**MATERIAL PROVIDED**
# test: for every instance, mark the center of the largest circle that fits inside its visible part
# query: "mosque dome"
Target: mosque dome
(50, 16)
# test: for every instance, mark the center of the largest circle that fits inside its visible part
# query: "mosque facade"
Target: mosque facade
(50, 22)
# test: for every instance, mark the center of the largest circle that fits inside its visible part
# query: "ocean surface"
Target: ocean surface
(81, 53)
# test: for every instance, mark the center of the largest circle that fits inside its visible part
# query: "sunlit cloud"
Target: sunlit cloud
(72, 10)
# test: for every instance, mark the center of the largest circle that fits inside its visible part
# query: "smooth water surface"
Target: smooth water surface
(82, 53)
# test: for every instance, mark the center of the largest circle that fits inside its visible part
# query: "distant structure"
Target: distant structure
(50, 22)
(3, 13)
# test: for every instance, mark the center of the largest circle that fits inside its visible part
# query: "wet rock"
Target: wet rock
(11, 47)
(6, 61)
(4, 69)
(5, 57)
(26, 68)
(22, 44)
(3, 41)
* * *
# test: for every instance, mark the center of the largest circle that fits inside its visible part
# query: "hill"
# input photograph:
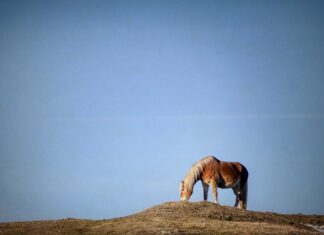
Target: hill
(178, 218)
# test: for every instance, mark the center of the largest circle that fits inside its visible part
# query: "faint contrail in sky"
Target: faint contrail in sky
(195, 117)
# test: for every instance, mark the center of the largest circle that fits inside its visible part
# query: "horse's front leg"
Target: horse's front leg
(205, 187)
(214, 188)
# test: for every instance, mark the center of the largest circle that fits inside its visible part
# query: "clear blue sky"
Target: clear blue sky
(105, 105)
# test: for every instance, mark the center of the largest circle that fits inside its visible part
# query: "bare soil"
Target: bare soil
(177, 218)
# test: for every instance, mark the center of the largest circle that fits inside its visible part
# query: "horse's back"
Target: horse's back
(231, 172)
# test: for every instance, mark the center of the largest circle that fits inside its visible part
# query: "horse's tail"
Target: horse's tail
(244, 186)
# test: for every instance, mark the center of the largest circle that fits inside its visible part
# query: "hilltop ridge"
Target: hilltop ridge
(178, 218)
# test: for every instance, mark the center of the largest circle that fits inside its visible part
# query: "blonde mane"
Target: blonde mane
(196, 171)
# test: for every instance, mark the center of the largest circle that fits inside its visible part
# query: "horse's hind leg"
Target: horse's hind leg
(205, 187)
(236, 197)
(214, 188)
---
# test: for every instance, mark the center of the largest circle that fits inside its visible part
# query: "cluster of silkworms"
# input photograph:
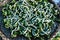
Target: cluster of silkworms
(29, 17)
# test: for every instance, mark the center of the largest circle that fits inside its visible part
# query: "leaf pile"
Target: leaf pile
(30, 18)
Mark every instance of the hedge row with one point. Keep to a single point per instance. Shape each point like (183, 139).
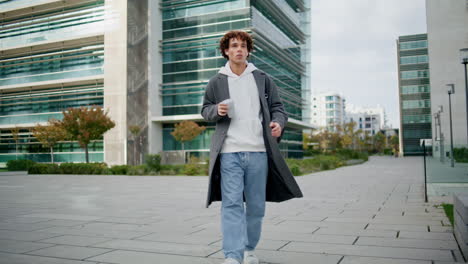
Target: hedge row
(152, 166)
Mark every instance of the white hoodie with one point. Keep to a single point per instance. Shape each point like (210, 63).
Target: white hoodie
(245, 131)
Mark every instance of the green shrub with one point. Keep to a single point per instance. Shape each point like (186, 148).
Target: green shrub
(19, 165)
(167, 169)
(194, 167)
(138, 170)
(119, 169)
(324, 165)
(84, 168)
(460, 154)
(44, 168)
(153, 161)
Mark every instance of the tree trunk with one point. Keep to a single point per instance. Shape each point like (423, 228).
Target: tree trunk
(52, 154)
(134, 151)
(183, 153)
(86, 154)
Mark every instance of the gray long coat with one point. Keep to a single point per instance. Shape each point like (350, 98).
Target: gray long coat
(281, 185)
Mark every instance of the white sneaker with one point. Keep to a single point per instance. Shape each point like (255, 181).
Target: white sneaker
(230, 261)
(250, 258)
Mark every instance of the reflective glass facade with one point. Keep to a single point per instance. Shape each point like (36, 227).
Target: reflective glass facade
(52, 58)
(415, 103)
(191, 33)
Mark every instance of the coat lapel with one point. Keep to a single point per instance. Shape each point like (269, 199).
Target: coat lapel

**EXERCISE OBJECTIVE**
Only the number should be given: the count of lines in the entries that contain the string "like".

**RESULT OF THIS EXERCISE**
8